### TESTO FORNITO
◇ ◇ ◇
Una conversazione con Antonella Questa: “Vecchia sarai tu!”

Antonella Questa è attrice, autrice, regista, traduttrice. Sempre in viaggio, vive e lavora tra l’Italia e la Francia. Con “STASERA OVULO”, di cui sono stati pubblicati un libro e un dvd, ha vinto il Premio Calandra 2009 come Migliore Spettacolo e Migliore Interprete. Il suo ultimo spettacolo “VECCHIA SARAI TU!”, che va in scena venerdì 22 marzo 2013 presso la Sala Congressi di Molveno (ore 20,30), ha vinto il Premio Museo Cervi 2012 – Teatro della Memoria e il Premio Calandra 2012 Migliore Spettacolo – Migliore Interprete e Migliore Regia.
◇ ◇ ◇
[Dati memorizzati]

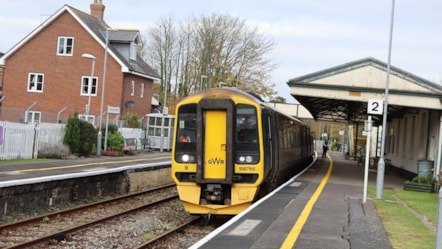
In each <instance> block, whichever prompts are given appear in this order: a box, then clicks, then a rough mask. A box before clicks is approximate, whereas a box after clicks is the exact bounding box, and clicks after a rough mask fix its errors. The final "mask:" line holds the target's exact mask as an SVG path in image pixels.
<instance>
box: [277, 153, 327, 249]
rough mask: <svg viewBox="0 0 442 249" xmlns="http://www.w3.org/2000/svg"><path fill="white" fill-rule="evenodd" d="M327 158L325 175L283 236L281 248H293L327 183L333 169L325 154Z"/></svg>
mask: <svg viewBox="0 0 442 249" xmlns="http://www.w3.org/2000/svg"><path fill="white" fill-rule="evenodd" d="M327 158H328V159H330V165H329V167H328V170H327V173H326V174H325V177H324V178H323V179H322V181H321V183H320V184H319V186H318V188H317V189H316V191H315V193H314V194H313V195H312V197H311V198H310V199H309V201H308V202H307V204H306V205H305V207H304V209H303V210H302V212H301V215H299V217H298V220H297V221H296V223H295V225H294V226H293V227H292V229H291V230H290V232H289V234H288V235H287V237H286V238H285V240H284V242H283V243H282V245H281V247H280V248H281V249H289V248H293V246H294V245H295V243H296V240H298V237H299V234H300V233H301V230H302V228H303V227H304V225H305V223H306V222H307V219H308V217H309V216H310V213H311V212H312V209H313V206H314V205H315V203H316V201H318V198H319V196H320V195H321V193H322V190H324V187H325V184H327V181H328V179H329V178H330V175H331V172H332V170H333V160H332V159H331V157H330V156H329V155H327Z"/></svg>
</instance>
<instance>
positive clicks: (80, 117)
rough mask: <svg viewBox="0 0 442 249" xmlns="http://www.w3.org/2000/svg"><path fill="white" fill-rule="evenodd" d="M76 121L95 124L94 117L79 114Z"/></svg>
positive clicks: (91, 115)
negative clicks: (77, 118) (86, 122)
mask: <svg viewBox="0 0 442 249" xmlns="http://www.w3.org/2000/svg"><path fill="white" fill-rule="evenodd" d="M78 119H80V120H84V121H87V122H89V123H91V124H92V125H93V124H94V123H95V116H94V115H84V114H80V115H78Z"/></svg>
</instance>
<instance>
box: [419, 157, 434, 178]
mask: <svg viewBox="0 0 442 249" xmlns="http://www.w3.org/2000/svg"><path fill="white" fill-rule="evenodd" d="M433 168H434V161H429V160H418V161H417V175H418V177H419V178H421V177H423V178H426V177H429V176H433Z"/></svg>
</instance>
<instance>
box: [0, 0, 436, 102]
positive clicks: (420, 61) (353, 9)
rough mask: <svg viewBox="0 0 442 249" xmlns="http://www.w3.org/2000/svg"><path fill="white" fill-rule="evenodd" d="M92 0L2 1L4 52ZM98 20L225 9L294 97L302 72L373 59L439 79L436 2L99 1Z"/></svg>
◇ ◇ ◇
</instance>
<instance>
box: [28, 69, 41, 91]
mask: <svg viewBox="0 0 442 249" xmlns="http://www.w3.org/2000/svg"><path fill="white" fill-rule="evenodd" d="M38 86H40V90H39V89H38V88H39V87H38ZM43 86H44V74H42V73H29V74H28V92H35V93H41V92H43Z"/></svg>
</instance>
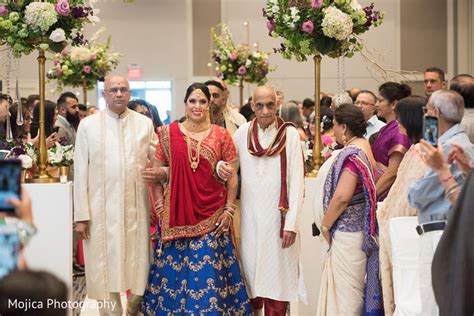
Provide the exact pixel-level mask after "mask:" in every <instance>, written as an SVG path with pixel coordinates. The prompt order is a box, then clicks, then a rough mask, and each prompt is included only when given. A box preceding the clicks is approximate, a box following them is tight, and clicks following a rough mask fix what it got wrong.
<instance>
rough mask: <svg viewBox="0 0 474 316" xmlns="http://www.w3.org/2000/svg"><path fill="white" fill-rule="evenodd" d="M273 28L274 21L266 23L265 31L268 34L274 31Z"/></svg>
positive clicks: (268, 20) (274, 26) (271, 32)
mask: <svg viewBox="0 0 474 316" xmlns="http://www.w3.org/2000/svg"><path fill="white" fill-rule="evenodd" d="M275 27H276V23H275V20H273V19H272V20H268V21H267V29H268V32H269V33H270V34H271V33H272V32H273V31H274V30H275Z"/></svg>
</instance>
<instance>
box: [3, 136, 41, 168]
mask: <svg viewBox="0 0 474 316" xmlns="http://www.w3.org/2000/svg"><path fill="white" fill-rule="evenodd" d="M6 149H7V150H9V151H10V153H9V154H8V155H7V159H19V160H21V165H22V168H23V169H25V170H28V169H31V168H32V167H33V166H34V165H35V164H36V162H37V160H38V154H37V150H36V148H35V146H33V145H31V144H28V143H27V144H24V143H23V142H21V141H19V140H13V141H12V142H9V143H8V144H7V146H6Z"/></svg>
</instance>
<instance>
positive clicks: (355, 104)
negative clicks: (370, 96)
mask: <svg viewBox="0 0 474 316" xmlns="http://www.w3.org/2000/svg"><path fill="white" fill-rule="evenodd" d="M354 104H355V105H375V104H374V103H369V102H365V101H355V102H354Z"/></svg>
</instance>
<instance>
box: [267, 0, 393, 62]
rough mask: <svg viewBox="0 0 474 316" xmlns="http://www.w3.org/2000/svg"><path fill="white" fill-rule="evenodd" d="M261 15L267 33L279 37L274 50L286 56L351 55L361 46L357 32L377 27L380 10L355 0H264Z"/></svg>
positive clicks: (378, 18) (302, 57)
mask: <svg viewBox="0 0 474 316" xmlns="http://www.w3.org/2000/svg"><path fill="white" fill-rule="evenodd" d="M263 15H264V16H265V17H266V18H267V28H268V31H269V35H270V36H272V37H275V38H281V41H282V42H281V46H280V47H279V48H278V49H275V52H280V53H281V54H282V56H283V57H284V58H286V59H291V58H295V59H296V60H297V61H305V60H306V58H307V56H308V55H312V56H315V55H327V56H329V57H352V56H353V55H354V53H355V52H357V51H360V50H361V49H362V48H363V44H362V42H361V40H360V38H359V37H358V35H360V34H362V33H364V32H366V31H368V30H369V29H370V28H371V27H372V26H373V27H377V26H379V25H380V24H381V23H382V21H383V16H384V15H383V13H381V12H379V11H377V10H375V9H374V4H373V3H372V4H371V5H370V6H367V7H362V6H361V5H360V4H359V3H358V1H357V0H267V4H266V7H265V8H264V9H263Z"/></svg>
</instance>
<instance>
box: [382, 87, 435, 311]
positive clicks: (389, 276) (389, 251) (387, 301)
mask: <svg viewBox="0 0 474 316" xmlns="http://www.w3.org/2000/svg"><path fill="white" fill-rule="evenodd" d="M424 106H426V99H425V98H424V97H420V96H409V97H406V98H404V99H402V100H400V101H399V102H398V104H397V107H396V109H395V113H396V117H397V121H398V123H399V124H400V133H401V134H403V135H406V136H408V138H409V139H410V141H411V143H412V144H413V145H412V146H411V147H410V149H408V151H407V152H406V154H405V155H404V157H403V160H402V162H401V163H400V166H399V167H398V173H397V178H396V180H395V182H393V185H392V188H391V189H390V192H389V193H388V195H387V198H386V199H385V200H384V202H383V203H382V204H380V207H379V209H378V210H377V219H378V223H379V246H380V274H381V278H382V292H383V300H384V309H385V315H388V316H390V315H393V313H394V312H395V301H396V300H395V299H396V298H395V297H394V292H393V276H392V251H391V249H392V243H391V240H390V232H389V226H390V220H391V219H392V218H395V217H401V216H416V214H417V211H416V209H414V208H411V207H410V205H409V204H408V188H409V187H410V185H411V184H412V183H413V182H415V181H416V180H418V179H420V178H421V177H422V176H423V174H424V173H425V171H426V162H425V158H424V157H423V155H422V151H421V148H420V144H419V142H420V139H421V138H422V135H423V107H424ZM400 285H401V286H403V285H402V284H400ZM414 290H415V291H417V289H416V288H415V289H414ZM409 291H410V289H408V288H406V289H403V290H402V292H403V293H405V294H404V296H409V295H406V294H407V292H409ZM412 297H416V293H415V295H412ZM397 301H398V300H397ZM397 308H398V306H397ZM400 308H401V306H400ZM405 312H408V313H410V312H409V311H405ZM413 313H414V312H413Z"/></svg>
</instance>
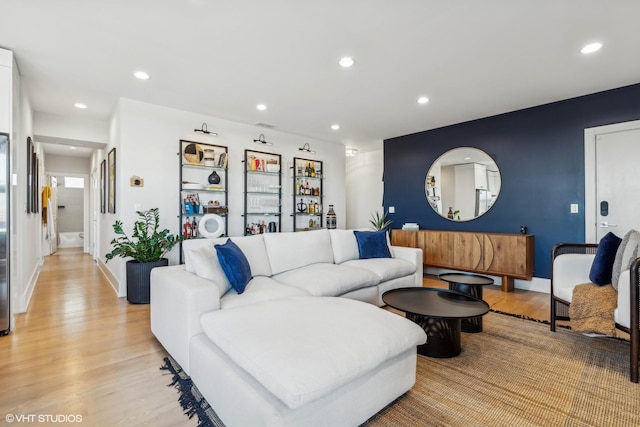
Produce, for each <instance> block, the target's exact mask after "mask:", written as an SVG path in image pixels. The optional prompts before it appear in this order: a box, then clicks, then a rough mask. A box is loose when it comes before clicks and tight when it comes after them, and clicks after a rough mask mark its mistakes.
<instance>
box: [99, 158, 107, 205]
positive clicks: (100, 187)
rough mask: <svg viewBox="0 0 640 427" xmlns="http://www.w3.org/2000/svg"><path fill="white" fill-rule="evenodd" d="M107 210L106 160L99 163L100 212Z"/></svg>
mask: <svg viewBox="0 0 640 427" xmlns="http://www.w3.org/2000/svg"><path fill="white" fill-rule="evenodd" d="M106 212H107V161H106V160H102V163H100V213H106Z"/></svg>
◇ ◇ ◇
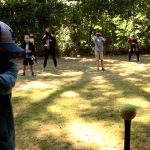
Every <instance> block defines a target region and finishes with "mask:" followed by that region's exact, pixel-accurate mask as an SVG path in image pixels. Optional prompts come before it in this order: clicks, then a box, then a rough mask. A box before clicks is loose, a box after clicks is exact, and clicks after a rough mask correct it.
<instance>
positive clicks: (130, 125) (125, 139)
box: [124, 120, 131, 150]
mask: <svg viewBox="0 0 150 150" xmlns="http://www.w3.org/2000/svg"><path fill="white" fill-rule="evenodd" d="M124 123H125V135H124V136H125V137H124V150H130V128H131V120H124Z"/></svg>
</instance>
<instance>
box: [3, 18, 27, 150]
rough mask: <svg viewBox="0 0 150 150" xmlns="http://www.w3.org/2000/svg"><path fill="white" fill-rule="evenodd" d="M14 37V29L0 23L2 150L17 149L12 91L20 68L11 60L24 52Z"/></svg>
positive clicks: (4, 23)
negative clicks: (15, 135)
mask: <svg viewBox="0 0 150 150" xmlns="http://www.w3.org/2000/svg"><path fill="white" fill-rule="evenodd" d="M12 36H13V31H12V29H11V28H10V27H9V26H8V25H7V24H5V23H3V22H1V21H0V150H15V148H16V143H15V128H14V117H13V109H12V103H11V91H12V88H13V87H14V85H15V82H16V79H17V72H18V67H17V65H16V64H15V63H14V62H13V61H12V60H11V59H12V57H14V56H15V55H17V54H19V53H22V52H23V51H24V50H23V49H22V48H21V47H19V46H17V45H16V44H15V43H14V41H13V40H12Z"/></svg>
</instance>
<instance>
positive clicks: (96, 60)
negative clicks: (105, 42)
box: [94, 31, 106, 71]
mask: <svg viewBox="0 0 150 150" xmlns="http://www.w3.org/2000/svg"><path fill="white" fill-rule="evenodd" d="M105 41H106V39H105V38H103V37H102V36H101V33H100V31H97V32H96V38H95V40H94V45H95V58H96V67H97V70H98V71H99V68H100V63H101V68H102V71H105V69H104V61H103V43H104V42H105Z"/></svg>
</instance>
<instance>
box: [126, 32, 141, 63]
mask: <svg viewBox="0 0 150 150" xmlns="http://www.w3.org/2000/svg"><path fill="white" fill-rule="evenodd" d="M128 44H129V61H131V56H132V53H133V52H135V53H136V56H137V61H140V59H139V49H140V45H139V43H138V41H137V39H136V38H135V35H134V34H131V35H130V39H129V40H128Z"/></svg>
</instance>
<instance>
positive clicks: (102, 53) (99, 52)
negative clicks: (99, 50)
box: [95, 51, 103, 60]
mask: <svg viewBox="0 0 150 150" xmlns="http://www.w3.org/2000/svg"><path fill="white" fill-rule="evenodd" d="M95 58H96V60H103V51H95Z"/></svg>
◇ ◇ ◇
### ATTIVITÀ
[1] Rispondi a queste domande sul testo dedicato ad Antonella Questa:
(a) Tra quali paesi vive e lavora Antonella Questa?
(b) Con quale spettacolo ha vinto il Premio Calandra 2009?
(c) In quale sala e a che ora va in scena "VECCHIA SARAI TU!" venerdì 22 marzo 2013?
[2] Indica quante righe delle voci contengono la stringa "positive". Riporta solo il numero.

### RISULTATI IN ORDINE
[1]
(a) Tra l'Italia e la Francia.
(b) Con "STASERA OVULO".
(c) Presso la Sala Congressi di Molveno, alle ore 20,30.

[2] 12